> _Task requirements_
Which lines in the data below contain the string "mountain"? Copy each such line in full, treating uppercase and lowercase letters as distinct.

#### Records shown

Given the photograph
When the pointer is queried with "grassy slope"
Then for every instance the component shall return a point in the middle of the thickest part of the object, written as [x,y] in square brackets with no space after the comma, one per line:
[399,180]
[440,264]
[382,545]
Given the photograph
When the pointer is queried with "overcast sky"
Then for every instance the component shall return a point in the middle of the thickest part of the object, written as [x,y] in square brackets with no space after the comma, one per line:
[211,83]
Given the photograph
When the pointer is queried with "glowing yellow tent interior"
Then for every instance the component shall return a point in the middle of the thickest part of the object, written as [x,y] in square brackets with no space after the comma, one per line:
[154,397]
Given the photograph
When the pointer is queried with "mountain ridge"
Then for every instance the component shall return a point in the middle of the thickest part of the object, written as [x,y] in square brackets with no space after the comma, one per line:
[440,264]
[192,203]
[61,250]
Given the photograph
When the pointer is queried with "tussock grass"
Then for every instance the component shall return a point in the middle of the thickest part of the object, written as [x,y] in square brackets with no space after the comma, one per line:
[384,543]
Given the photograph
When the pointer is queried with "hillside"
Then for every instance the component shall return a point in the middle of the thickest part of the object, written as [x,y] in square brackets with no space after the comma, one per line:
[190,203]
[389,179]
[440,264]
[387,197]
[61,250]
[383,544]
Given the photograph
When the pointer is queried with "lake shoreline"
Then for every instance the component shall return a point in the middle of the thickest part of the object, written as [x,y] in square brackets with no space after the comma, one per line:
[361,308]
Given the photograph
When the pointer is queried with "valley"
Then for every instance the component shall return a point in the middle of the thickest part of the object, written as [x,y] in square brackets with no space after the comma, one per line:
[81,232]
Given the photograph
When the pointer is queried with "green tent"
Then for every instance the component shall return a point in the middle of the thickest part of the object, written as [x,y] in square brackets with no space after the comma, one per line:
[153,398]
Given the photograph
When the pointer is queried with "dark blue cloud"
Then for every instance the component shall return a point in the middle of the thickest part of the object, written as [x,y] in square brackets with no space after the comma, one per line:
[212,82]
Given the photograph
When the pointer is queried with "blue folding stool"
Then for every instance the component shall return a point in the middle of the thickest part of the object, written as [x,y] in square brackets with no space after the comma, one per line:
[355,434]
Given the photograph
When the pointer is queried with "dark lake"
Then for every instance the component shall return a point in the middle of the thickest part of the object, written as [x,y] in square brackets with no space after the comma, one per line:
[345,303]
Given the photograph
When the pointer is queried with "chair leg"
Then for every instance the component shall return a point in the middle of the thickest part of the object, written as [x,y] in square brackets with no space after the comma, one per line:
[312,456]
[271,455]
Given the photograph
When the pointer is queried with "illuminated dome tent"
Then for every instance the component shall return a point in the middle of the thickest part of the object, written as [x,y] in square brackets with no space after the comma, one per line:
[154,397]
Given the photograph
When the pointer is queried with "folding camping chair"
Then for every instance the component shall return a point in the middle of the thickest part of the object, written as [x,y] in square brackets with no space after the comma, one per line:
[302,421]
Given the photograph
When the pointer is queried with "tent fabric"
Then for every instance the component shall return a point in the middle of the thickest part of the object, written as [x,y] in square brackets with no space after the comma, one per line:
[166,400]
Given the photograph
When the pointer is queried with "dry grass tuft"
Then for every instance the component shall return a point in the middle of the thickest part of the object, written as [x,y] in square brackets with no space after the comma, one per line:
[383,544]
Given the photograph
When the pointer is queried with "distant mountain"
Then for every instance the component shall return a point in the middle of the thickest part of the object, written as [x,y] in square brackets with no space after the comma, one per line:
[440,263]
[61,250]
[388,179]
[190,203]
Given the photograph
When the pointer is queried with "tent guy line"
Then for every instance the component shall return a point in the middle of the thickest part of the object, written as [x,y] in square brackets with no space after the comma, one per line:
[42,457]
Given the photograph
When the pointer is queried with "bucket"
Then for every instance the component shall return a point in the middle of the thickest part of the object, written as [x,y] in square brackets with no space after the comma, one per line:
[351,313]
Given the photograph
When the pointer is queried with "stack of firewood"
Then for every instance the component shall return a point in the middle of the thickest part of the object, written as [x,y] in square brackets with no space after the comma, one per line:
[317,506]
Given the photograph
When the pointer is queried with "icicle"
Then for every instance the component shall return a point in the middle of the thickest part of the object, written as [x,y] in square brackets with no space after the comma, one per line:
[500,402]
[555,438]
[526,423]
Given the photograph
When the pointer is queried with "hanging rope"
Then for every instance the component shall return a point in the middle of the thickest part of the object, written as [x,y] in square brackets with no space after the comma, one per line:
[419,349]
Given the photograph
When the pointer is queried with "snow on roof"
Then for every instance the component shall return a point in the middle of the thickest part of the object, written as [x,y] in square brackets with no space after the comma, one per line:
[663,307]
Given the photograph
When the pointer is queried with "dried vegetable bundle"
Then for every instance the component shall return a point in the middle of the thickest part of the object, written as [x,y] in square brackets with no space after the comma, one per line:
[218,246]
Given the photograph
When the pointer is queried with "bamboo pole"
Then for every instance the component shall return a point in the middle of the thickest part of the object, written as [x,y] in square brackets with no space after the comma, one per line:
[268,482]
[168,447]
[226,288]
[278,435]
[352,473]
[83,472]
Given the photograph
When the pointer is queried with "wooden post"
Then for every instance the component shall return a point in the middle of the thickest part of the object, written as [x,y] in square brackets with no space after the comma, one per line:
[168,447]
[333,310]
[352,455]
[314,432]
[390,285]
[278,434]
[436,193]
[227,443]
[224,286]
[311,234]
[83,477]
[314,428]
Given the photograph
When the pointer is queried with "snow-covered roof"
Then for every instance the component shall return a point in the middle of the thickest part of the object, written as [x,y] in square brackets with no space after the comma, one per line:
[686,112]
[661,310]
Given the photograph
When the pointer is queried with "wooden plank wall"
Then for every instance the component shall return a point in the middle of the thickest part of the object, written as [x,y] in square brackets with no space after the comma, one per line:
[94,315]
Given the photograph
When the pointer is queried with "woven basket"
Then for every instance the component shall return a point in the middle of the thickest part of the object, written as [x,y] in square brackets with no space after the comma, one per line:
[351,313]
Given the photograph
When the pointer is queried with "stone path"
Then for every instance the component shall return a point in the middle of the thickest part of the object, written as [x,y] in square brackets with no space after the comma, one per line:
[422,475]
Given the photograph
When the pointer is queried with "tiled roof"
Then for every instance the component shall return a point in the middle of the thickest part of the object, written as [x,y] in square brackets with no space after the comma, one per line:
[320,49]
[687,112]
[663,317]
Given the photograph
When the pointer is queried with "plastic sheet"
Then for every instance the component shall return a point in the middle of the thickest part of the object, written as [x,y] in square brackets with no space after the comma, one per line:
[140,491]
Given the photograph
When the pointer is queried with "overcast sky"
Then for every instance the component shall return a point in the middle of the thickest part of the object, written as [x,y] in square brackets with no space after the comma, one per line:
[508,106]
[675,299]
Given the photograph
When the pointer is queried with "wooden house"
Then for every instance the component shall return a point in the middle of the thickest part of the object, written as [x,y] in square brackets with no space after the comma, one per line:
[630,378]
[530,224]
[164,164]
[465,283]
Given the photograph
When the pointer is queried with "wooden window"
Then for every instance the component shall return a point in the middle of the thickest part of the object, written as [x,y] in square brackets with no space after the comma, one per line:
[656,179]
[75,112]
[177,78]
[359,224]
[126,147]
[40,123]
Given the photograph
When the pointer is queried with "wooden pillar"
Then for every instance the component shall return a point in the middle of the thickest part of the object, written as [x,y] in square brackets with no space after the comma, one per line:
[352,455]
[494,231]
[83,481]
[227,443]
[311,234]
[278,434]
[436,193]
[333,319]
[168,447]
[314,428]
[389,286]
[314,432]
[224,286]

########

> _Response to this exercise_
When the pointer is queried with "mountain ridge"
When the pointer is queried with "distant mountain"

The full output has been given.